[Natural-language object grounding data]
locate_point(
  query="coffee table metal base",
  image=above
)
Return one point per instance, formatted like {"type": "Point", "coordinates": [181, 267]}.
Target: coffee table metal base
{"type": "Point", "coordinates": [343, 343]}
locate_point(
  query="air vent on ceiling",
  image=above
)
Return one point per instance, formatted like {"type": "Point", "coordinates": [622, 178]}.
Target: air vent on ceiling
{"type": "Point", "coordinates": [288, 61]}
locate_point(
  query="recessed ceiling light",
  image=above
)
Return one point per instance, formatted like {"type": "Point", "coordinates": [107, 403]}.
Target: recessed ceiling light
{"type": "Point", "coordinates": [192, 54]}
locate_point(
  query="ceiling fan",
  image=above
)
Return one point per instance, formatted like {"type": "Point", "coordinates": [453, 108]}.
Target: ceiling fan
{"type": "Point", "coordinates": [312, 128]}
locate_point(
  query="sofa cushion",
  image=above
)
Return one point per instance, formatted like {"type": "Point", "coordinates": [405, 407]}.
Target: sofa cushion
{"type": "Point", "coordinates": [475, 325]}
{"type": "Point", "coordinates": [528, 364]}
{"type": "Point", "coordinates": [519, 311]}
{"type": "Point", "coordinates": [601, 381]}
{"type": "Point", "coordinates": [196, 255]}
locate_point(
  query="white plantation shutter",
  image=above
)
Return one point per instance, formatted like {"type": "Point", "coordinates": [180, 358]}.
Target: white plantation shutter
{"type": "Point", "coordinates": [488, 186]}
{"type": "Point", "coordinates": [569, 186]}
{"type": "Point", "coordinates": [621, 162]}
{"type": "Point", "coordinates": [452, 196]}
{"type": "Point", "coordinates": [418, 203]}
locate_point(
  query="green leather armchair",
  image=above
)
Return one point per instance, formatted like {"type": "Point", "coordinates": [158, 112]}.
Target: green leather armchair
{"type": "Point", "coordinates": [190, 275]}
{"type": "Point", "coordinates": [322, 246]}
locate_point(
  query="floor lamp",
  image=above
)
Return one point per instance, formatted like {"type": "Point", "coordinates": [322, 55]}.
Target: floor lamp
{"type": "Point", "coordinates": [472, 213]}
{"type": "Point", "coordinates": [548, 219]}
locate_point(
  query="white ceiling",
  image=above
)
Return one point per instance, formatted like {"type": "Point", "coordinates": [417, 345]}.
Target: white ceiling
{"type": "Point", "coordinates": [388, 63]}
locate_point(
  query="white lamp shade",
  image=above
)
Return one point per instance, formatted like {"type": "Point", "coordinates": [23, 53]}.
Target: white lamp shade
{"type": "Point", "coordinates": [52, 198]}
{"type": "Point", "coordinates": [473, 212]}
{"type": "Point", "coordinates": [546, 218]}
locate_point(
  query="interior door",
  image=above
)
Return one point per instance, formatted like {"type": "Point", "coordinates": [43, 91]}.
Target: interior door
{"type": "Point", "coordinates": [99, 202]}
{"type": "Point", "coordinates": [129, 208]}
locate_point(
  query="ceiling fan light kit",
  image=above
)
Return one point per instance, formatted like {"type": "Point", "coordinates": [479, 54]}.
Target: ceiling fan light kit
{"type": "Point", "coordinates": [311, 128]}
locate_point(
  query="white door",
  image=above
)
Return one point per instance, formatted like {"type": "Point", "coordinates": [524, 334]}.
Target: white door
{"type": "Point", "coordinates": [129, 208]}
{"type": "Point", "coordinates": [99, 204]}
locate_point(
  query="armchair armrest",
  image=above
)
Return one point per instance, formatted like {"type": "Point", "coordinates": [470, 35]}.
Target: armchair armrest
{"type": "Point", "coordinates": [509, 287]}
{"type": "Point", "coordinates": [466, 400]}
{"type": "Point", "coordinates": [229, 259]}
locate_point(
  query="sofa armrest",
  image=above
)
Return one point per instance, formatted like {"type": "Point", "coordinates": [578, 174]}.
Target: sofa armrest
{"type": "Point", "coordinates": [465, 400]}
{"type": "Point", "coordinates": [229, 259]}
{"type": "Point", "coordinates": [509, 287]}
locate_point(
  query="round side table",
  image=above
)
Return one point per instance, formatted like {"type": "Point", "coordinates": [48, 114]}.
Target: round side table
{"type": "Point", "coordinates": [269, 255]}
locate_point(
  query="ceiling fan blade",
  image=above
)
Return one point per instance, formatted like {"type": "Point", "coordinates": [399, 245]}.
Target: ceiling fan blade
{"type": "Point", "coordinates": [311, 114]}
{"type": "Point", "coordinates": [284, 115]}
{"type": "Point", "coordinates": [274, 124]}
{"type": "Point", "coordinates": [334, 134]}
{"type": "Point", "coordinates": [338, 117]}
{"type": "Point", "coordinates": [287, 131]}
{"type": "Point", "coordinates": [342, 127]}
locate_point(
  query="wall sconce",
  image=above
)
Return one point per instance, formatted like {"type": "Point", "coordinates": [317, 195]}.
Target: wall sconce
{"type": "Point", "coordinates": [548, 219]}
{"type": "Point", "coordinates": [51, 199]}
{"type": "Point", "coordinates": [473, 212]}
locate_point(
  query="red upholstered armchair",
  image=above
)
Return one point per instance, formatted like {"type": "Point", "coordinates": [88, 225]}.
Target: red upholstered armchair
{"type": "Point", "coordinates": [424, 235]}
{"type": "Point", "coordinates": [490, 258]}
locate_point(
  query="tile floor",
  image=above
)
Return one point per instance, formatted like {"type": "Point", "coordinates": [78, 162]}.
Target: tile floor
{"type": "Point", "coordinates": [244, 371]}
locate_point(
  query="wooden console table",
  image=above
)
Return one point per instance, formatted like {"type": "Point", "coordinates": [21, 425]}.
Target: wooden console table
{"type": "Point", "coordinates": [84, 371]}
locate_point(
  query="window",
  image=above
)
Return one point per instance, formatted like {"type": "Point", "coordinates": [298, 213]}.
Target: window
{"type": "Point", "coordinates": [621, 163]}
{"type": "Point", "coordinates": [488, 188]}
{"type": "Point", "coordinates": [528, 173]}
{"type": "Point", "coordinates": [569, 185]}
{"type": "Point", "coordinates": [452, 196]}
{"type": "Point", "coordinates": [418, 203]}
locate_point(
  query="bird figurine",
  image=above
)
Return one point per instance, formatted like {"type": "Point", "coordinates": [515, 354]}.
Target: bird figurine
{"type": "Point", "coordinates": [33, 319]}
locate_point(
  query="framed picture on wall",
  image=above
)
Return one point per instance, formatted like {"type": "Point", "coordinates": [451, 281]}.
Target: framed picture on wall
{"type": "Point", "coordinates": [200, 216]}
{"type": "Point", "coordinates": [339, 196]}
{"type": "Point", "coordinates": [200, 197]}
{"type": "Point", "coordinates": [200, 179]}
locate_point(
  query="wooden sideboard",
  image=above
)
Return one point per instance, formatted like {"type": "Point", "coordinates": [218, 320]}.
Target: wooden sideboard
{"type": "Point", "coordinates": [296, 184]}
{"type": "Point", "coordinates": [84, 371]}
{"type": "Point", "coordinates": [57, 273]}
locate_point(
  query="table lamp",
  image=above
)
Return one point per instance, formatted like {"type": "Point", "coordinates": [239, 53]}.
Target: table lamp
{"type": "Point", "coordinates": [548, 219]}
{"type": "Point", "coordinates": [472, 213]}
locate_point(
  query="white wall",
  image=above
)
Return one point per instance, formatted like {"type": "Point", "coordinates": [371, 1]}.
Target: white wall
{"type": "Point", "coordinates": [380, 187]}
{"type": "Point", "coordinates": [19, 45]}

* Instructions to follow
Go through the data above and return every line exactly.

* Written response
locate_point(
  query="coffee table metal base",
  image=above
)
Return one point per instance, formatted like {"type": "Point", "coordinates": [181, 267]}.
Target: coffee table metal base
{"type": "Point", "coordinates": [343, 343]}
locate_point(
  query="air vent on ceiling",
  image=above
)
Return one point per instance, formatted like {"type": "Point", "coordinates": [622, 178]}.
Target: air vent on ceiling
{"type": "Point", "coordinates": [288, 61]}
locate_point(
  query="recessed ceiling light",
  image=above
)
Return one point per instance, formatted like {"type": "Point", "coordinates": [107, 403]}.
Target: recessed ceiling light
{"type": "Point", "coordinates": [192, 54]}
locate_point(
  query="ceiling fan",
  image=above
)
Return one point per instance, formatted like {"type": "Point", "coordinates": [453, 108]}.
Target: ceiling fan
{"type": "Point", "coordinates": [312, 128]}
locate_point(
  query="sofa cushion",
  image=above
)
Return one point per instance, formatted like {"type": "Point", "coordinates": [405, 407]}.
Target: sofa cushion
{"type": "Point", "coordinates": [475, 325]}
{"type": "Point", "coordinates": [528, 364]}
{"type": "Point", "coordinates": [519, 311]}
{"type": "Point", "coordinates": [601, 381]}
{"type": "Point", "coordinates": [196, 255]}
locate_point(
  query="white plantation shutter",
  image=above
)
Return one point per instance, formatted like {"type": "Point", "coordinates": [180, 358]}.
Target: white plantation shutter
{"type": "Point", "coordinates": [488, 186]}
{"type": "Point", "coordinates": [569, 186]}
{"type": "Point", "coordinates": [621, 162]}
{"type": "Point", "coordinates": [452, 196]}
{"type": "Point", "coordinates": [418, 203]}
locate_point(
  query="green leather armchair",
  image=above
)
Return one point per instance, formatted like {"type": "Point", "coordinates": [158, 112]}.
Target: green leather armchair
{"type": "Point", "coordinates": [190, 275]}
{"type": "Point", "coordinates": [322, 246]}
locate_point(
  query="floor lamp",
  image=above
)
Return one point per instance, formatted like {"type": "Point", "coordinates": [322, 55]}.
Target: floor lamp
{"type": "Point", "coordinates": [472, 213]}
{"type": "Point", "coordinates": [548, 219]}
locate_point(
  query="white ceiling",
  image=above
)
Return one point per instance, formatted like {"type": "Point", "coordinates": [417, 345]}.
Target: white ceiling
{"type": "Point", "coordinates": [388, 63]}
locate_point(
  query="white lamp shade",
  image=above
)
Return one point per instance, formatted like {"type": "Point", "coordinates": [23, 53]}.
Target: white lamp shade
{"type": "Point", "coordinates": [52, 198]}
{"type": "Point", "coordinates": [473, 212]}
{"type": "Point", "coordinates": [546, 218]}
locate_point(
  query="interior door",
  image=above
)
Return one point per instance, formatted like {"type": "Point", "coordinates": [43, 91]}.
Target: interior door
{"type": "Point", "coordinates": [99, 202]}
{"type": "Point", "coordinates": [129, 208]}
locate_point(
  query="ceiling fan light kit",
  image=above
)
Return one point per instance, formatted like {"type": "Point", "coordinates": [479, 54]}.
Target: ceiling fan light kit
{"type": "Point", "coordinates": [311, 128]}
locate_point(
  query="white door",
  image=above
)
Return one point per instance, formatted like {"type": "Point", "coordinates": [524, 334]}.
Target: white door
{"type": "Point", "coordinates": [129, 208]}
{"type": "Point", "coordinates": [99, 204]}
locate_point(
  query="armchair armrest",
  image=above
)
Return one point per instance, formatted like {"type": "Point", "coordinates": [470, 35]}.
Target: armchair armrest
{"type": "Point", "coordinates": [509, 287]}
{"type": "Point", "coordinates": [466, 400]}
{"type": "Point", "coordinates": [229, 259]}
locate_point(
  query="sofa armrest",
  image=above
)
Return one point per instance, formatted like {"type": "Point", "coordinates": [578, 174]}.
Target: sofa armrest
{"type": "Point", "coordinates": [465, 400]}
{"type": "Point", "coordinates": [229, 259]}
{"type": "Point", "coordinates": [509, 287]}
locate_point(
  query="round side table",
  image=above
)
Return one point per instance, formatted like {"type": "Point", "coordinates": [48, 114]}.
Target: round side table
{"type": "Point", "coordinates": [269, 255]}
locate_point(
  query="ceiling fan blade",
  image=above
)
Return one point per instance, formatted like {"type": "Point", "coordinates": [399, 245]}.
Target: ceiling fan blade
{"type": "Point", "coordinates": [311, 114]}
{"type": "Point", "coordinates": [284, 115]}
{"type": "Point", "coordinates": [274, 124]}
{"type": "Point", "coordinates": [334, 134]}
{"type": "Point", "coordinates": [338, 117]}
{"type": "Point", "coordinates": [287, 131]}
{"type": "Point", "coordinates": [342, 127]}
locate_point(
  query="wall sconce",
  image=above
)
Return one point per instance, formatted like {"type": "Point", "coordinates": [317, 195]}.
Target: wall sconce
{"type": "Point", "coordinates": [548, 219]}
{"type": "Point", "coordinates": [51, 199]}
{"type": "Point", "coordinates": [473, 212]}
locate_point(
  query="red upholstered armchair",
  image=above
)
Return one point per instance, formatted like {"type": "Point", "coordinates": [88, 225]}.
Target: red upholstered armchair
{"type": "Point", "coordinates": [424, 235]}
{"type": "Point", "coordinates": [490, 258]}
locate_point(
  query="tile floor",
  image=above
)
Return one point per instance, formatted like {"type": "Point", "coordinates": [78, 162]}.
Target: tile floor
{"type": "Point", "coordinates": [244, 371]}
locate_point(
  query="wooden console table",
  image=above
)
Return one point per instance, formatted like {"type": "Point", "coordinates": [21, 425]}.
Target: wooden console table
{"type": "Point", "coordinates": [84, 371]}
locate_point(
  query="window",
  image=above
)
Return one point per instance, formatted like {"type": "Point", "coordinates": [298, 213]}.
Target: window
{"type": "Point", "coordinates": [621, 163]}
{"type": "Point", "coordinates": [488, 188]}
{"type": "Point", "coordinates": [528, 173]}
{"type": "Point", "coordinates": [569, 185]}
{"type": "Point", "coordinates": [452, 196]}
{"type": "Point", "coordinates": [418, 203]}
locate_point(
  query="bird figurine",
  image=above
)
Return one point per instance, formatted like {"type": "Point", "coordinates": [515, 354]}.
Target: bird figurine
{"type": "Point", "coordinates": [33, 319]}
locate_point(
  query="framed picture on wall",
  image=above
)
Return one point per instance, formatted like {"type": "Point", "coordinates": [451, 281]}.
Target: framed picture on wall
{"type": "Point", "coordinates": [200, 216]}
{"type": "Point", "coordinates": [339, 196]}
{"type": "Point", "coordinates": [200, 197]}
{"type": "Point", "coordinates": [200, 179]}
locate_point(
  query="wooden sideboard",
  image=above
)
Return one point per instance, formatted like {"type": "Point", "coordinates": [218, 320]}.
Target: wooden sideboard
{"type": "Point", "coordinates": [296, 184]}
{"type": "Point", "coordinates": [84, 371]}
{"type": "Point", "coordinates": [57, 273]}
locate_point(
  query="table lamp",
  image=above
)
Return one point per instance, formatted like {"type": "Point", "coordinates": [239, 53]}.
Target: table lamp
{"type": "Point", "coordinates": [548, 219]}
{"type": "Point", "coordinates": [472, 213]}
locate_point(
  query="white wall",
  image=above
)
Return one point per instance, formatted like {"type": "Point", "coordinates": [371, 1]}.
Target: white wall
{"type": "Point", "coordinates": [380, 187]}
{"type": "Point", "coordinates": [19, 45]}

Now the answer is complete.